WHAT IS BEING ASKED:
Extract, without any change, the lines of the listing that begin with its first line and continue through the line containing "positive clicks: (701, 351) (782, 536)", both ends included.

** Opening SUPPLIED RECORDS block **

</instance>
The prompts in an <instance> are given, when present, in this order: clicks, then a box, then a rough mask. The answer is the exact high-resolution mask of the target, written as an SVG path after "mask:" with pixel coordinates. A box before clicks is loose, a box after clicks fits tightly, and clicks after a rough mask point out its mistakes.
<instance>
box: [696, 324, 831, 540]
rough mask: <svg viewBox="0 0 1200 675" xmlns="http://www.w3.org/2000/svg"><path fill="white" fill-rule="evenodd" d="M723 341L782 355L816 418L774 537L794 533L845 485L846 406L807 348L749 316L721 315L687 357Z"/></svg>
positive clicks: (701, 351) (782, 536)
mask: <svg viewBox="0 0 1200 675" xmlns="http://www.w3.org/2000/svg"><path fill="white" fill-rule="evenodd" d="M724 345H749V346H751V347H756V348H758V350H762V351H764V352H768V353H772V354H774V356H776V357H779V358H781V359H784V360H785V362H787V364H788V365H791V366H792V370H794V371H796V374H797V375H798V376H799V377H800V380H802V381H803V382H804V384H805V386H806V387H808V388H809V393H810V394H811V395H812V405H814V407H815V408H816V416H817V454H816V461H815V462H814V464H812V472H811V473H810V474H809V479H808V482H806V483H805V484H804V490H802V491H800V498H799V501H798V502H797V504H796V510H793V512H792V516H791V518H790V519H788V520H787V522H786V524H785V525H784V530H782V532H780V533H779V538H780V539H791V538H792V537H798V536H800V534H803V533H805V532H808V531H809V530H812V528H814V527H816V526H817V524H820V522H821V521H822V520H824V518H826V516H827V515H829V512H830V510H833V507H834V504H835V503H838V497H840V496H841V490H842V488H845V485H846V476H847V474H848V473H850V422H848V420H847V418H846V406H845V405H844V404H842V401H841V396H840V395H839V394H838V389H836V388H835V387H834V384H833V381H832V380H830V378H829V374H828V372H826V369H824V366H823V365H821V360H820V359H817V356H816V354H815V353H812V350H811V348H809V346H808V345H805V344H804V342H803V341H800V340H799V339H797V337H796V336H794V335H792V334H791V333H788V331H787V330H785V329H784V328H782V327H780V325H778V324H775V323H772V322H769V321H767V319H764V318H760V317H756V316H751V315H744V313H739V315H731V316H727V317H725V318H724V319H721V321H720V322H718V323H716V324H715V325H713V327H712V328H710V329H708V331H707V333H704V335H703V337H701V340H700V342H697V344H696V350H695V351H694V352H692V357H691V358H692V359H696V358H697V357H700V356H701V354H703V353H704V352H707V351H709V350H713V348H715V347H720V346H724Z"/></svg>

** Closing SUPPLIED RECORDS block **

YOUR SOLUTION:
</instance>
The prompts in an <instance> are given, when present, in this order: clicks, then a box, then a rough mask. The answer is the exact high-resolution mask of the target, written as an SVG path after "mask:" with pixel coordinates. A box before clicks is loose, a box after clicks fits tightly, and clicks after a rough mask point out its mistakes.
<instance>
box: [696, 324, 831, 540]
rough mask: <svg viewBox="0 0 1200 675" xmlns="http://www.w3.org/2000/svg"><path fill="white" fill-rule="evenodd" d="M723 341L782 355L816 418L774 537L794 533L845 485L846 406L807 348L749 316L721 315L687 357Z"/></svg>
positive clicks: (701, 351) (782, 536)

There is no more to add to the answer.